-- START OF PROVIDED PASSAGE --

# ford 460ci v8 engin



## Guest (Dec 1, 2005)

hi all... upon buying all the cars i've had i always have a new cambelt fiterd except for my mecadies 208 motorhome witch has a chain instead,but what has my new motorhome got?has it a cambelt or is it chain drive? if it is a belt has anyone fitterd it themselves.how oftern should they be changed/. as yet ive not locaterd a manual for this one


----------



## Alan1234 (Jul 20, 2005)

Hi Wagler

You're going in the right direction if slightly on the wrong track.
Traditional American engines use a timing chain which will generally wear at the same rate as the rest of the engine: pistons, bearings,, etc, But the drive belts which turn the alternator, fan, AC, PS, will wear and should be replaced *before* they fail.

These engines are extremely reliable. My '98 Ford F150 has 135K miles and shows minimal wear, but here's what I'd do if I owned one miles from home so to speak. I'd replace all the fluids, the hoses, water pump, and thermostat. Because these engines produce a lot of heat. And I'd protect the radiator with factory spec coolant, flush first! What will wear will be. Vacuum hoses, and they can cause rough idling and too lean mixture... dangerous to the valves. I'd carry spare break pads, and assorted sizes rubber tube for said vac. Hoses, EGR valve and sets of filters,and sets of (fan) belts, and perhaps a fan clutch.

And never, nerver use anything other than FoMoCo spec products 'cos no matter what anyone tells you the Ford stuff is better, just think about the total reliability of the truck leaving the factory, those parts represent the weakest links in the chain and the've been tested over time. You can get “better” brake pads, but you'll replace the rotors as often as them!! The only parts I'd try to outsmart the munufacturer with would be overload shocks

Every vehicle has a service shedule, few stick to it because the vehicles last so well. But replace the oil often and have the AT serviced. Burnt fluid leads to failure. 

I'd snoop around the net to find a friendly Sateside Ford parts dealer who's web accessible and shipping friendly and start buying bits and pieces so's it'll be second nature when you find yourself in a serious need and a hurry up situation.

-- END OF PROVIDED PASSAGE --

## WHAT TO DO
Answer these questions using the forum thread above.
(a) What do traditional American engines use, according to the reply?
(b) How many miles does the replier's '98 Ford F150 have?
(c) What does the reply say burnt fluid leads to?

-- START OF DATA EXTRACT --

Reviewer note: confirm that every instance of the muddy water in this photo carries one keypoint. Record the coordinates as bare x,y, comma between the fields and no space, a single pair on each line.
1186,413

-- END OF DATA EXTRACT --
-- START OF DATA EXTRACT --

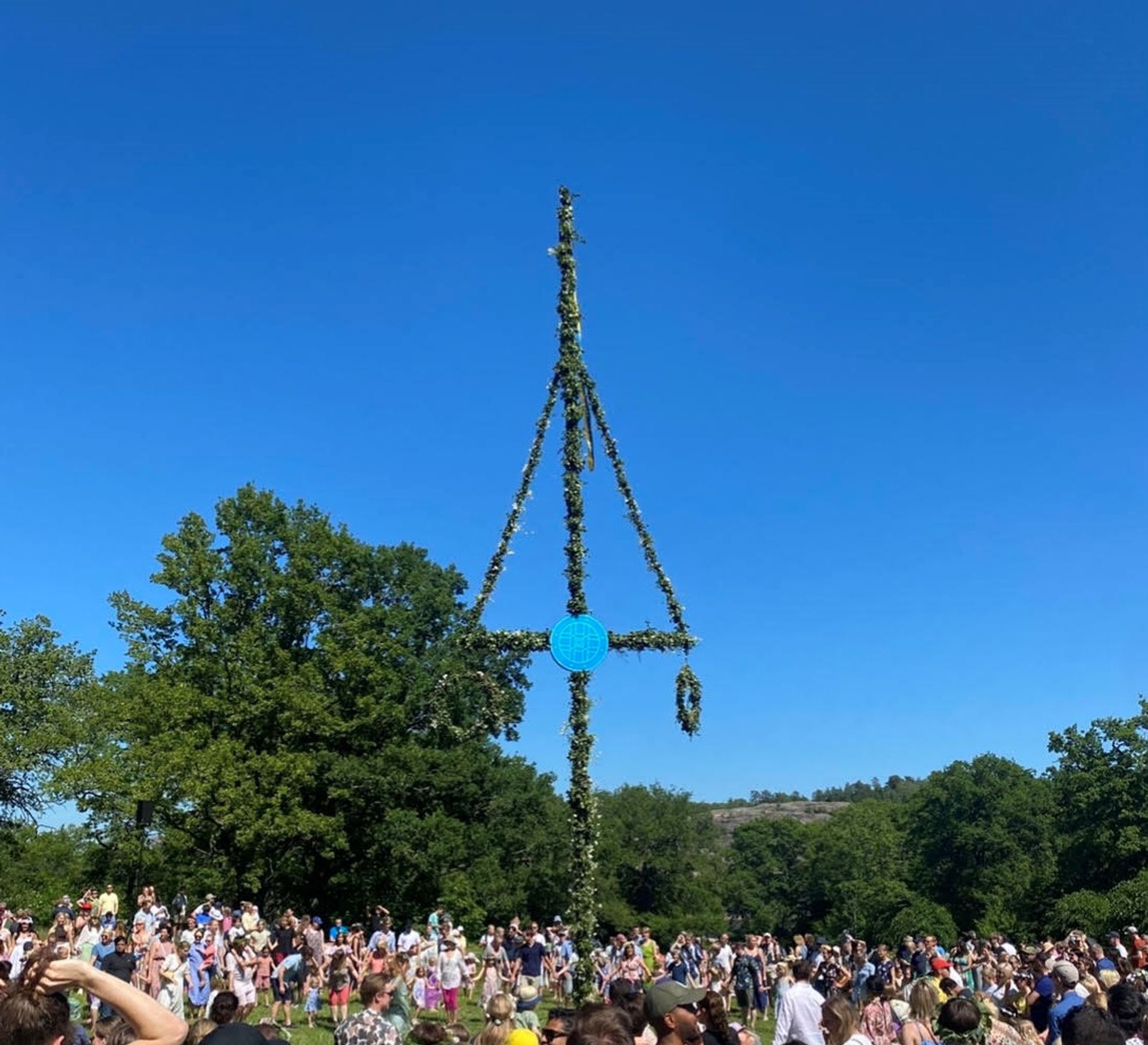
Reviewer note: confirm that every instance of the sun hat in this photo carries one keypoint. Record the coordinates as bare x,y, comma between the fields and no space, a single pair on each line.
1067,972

-- END OF DATA EXTRACT --

## TASK RESPONSE
(a) A timing chain.
(b) 135K miles.
(c) Failure.